● Text segment:
“Are you ready to become U.S. citizens?”
“Yes.”
“It doesn't sound like it. Family and friends in the back, are they ready to become U.S. citizens?”
“Yes!”
Jeh Johnson doesn’t seem convinced. As Secretary of the Department of Homeland Security, he deals with counterterrorism, cybersecurity, and the Secret Service, among other things. He’s not about to let a roomful of 61 citizenship candidates off so easily, especially on Ellis Island, on the Friday of Memorial Day Weekend.
“One more time,” he says. “Are you ready to become U.S. citizens?”
A chorus of “YESSSSSSS” fills the air.
The group is assembled on the warm May day because, to mark 100 years of the National Parks Service, the United States Citizenship and Immigration Services (USCIS) is holding 100 ceremonies at 100 different national parks over the course of the year. These venues range from tiny neighborhood green spaces like Paterson Great Falls in suburban New Jersey to grandiose feats of protected nature like Yosemite.
But perhaps no location is as meaningful as Ellis Island, as the landing pad for millions of new Americans at the start the 20th century, as well as a prison for less-fortunate later immigrants.

● Exercise instructions:
1. Answer these questions about the Ellis Island ceremony text, one per line:
(a) What position does Jeh Johnson hold?
(b) How many citizenship candidates are in the room?
(c) How many ceremonies is USCIS holding to mark 100 years of the National Parks Service?
2. Quote word for word the part of the Ellis Island ceremony text that opens with the words containing "Jeh Johnson doesn’t" and closes with "nature like Yosemite.".

● Raw data:

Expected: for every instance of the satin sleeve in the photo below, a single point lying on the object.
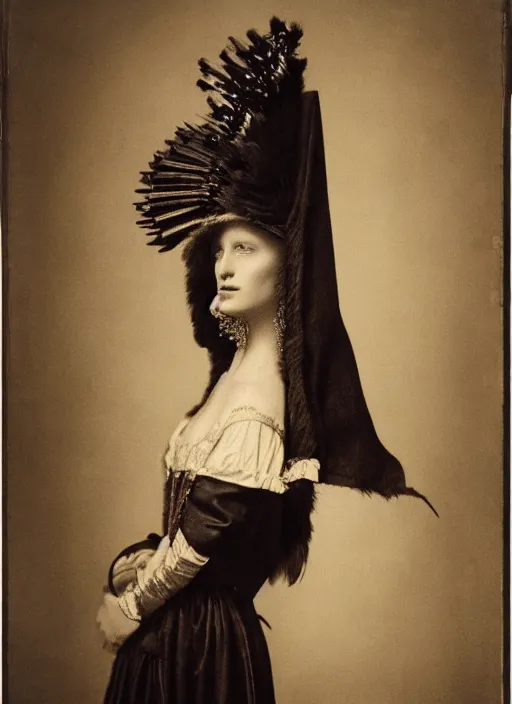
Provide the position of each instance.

● Responses:
1.
(a) Secretary of the Department of Homeland Security
(b) 61
(c) 100, at 100 different national parks

2.
Jeh Johnson doesn’t seem convinced. As Secretary of the Department of Homeland Security, he deals with counterterrorism, cybersecurity, and the Secret Service, among other things. He’s not about to let a roomful of 61 citizenship candidates off so easily, especially on Ellis Island, on the Friday of Memorial Day Weekend.
“One more time,” he says. “Are you ready to become U.S. citizens?”
A chorus of “YESSSSSSS” fills the air.
The group is assembled on the warm May day because, to mark 100 years of the National Parks Service, the United States Citizenship and Immigration Services (USCIS) is holding 100 ceremonies at 100 different national parks over the course of the year. These venues range from tiny neighborhood green spaces like Paterson Great Falls in suburban New Jersey to grandiose feats of protected nature like Yosemite.